Page>

Actually, I found out that this can be fixed with:

diff --git a/kernel/trace/ring_buffer.c b/kernel/trace/ring_buffer.c
index 86a60a0eb279..aaad104a1707 100644
--- a/kernel/trace/ring_buffer.c
+++ b/kernel/trace/ring_buffer.c
@@ -3594,7 +3594,7 @@ __rb_reserve_next(struct ring_buffer_per_cpu *cpu_buffer,
 			info->length += RB_LEN_TIME_EXTEND;
 		} else {
 			info->delta = info->ts - info->after;
-			if (unlikely(test_time_stamp(info->delta))) {
+			if (w && unlikely(test_time_stamp(info->delta))) {
 				info->add_timestamp |= RB_ADD_STAMP_EXTEND;
 				info->length += RB_LEN_TIME_EXTEND;
 			}

The bug that this patch fixed was that the size that was acceptable did not take
into account the added time stamp. But the time stamp should *not* be added
if it's the first event on the sub buffer. And once it goes to the next
buffer, it should be the first event.

Short task A>
Return the ring buffer post in full, word for word.

Supplied data>
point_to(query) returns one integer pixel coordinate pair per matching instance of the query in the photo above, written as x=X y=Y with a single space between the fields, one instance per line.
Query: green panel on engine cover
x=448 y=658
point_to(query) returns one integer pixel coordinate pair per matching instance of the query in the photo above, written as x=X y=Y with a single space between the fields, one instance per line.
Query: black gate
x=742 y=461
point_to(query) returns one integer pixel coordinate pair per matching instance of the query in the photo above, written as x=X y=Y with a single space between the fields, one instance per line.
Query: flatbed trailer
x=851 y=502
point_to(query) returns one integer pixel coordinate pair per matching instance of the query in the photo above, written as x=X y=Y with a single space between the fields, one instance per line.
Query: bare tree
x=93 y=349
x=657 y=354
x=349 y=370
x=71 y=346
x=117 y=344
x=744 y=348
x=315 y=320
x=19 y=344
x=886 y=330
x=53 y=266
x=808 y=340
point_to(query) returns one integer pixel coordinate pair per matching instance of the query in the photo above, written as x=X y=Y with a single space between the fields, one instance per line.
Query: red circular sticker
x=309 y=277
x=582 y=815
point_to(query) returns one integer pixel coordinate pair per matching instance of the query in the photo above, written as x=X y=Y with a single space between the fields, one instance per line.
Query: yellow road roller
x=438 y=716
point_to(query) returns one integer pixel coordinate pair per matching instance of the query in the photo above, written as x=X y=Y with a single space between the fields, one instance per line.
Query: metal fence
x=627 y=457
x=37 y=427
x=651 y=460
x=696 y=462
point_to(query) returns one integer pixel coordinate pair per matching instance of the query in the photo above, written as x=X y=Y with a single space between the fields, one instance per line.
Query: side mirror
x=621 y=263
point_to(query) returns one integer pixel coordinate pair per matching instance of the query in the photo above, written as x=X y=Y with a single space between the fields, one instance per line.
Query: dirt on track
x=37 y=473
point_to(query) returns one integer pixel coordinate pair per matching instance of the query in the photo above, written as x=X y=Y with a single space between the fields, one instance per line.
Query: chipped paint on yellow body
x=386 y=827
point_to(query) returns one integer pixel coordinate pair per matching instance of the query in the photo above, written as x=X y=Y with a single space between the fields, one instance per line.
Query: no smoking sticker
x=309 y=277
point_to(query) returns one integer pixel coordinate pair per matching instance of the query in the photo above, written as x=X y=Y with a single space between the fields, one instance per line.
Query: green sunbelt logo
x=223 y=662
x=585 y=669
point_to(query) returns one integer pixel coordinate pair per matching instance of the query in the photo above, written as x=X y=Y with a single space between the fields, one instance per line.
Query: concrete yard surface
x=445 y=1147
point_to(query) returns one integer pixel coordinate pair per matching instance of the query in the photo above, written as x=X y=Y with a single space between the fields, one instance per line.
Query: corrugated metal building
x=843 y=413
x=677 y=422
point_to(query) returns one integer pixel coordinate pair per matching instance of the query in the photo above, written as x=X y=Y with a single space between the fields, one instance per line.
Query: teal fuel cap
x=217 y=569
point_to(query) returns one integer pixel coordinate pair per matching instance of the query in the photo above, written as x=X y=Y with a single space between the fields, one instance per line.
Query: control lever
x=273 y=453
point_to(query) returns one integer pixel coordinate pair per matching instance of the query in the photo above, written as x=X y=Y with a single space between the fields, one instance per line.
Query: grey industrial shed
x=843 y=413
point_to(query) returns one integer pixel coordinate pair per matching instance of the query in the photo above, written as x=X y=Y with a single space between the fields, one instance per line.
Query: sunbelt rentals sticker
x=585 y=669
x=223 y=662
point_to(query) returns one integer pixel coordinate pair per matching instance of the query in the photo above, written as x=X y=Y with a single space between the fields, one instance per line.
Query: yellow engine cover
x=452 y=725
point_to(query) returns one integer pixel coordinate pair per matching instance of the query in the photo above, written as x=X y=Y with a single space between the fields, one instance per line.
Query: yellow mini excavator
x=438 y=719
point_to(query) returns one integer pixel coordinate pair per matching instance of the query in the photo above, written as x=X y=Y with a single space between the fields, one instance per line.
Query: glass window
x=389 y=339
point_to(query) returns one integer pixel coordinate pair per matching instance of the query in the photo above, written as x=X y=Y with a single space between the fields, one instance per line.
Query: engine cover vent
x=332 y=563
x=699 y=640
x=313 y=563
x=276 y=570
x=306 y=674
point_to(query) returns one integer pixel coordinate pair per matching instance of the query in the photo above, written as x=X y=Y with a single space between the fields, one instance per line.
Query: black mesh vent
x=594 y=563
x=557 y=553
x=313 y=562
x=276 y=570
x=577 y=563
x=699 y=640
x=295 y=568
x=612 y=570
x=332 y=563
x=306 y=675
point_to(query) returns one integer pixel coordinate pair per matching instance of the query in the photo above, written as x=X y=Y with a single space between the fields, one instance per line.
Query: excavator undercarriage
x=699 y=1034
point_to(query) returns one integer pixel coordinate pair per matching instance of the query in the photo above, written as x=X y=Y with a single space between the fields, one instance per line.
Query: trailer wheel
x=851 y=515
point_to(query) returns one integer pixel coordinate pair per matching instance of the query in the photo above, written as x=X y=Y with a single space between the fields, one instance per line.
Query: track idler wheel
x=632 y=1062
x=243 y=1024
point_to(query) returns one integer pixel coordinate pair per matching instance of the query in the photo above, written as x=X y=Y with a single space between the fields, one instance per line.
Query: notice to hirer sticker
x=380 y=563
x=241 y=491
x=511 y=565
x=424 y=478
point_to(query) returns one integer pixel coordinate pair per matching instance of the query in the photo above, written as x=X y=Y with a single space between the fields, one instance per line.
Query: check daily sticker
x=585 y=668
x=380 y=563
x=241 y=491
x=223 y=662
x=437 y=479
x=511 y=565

Short task B>
Output the records from their first line up to and including the line with "x=582 y=815" as a JSON list of strings, one string per line, omitting blank lines.

Task result A>
Actually, I found out that this can be fixed with:

diff --git a/kernel/trace/ring_buffer.c b/kernel/trace/ring_buffer.c
index 86a60a0eb279..aaad104a1707 100644
--- a/kernel/trace/ring_buffer.c
+++ b/kernel/trace/ring_buffer.c
@@ -3594,7 +3594,7 @@ __rb_reserve_next(struct ring_buffer_per_cpu *cpu_buffer,
 			info->length += RB_LEN_TIME_EXTEND;
 		} else {
 			info->delta = info->ts - info->after;
-			if (unlikely(test_time_stamp(info->delta))) {
+			if (w && unlikely(test_time_stamp(info->delta))) {
 				info->add_timestamp |= RB_ADD_STAMP_EXTEND;
 				info->length += RB_LEN_TIME_EXTEND;
 			}

The bug that this patch fixed was that the size that was acceptable did not take
into account the added time stamp. But the time stamp should *not* be added
if it's the first event on the sub buffer. And once it goes to the next
buffer, it should be the first event.

Task result B>
[
  "point_to(query) returns one integer pixel coordinate pair per matching instance of the query in the photo above, written as x=X y=Y with a single space between the fields, one instance per line.",
  "Query: green panel on engine cover",
  "x=448 y=658",
  "point_to(query) returns one integer pixel coordinate pair per matching instance of the query in the photo above, written as x=X y=Y with a single space between the fields, one instance per line.",
  "Query: black gate",
  "x=742 y=461",
  "point_to(query) returns one integer pixel coordinate pair per matching instance of the query in the photo above, written as x=X y=Y with a single space between the fields, one instance per line.",
  "Query: flatbed trailer",
  "x=851 y=502",
  "point_to(query) returns one integer pixel coordinate pair per matching instance of the query in the photo above, written as x=X y=Y with a single space between the fields, one instance per line.",
  "Query: bare tree",
  "x=93 y=349",
  "x=657 y=354",
  "x=349 y=370",
  "x=71 y=346",
  "x=117 y=344",
  "x=744 y=348",
  "x=315 y=320",
  "x=19 y=344",
  "x=886 y=330",
  "x=53 y=266",
  "x=808 y=340",
  "point_to(query) returns one integer pixel coordinate pair per matching instance of the query in the photo above, written as x=X y=Y with a single space between the fields, one instance per line.",
  "Query: red circular sticker",
  "x=309 y=277",
  "x=582 y=815"
]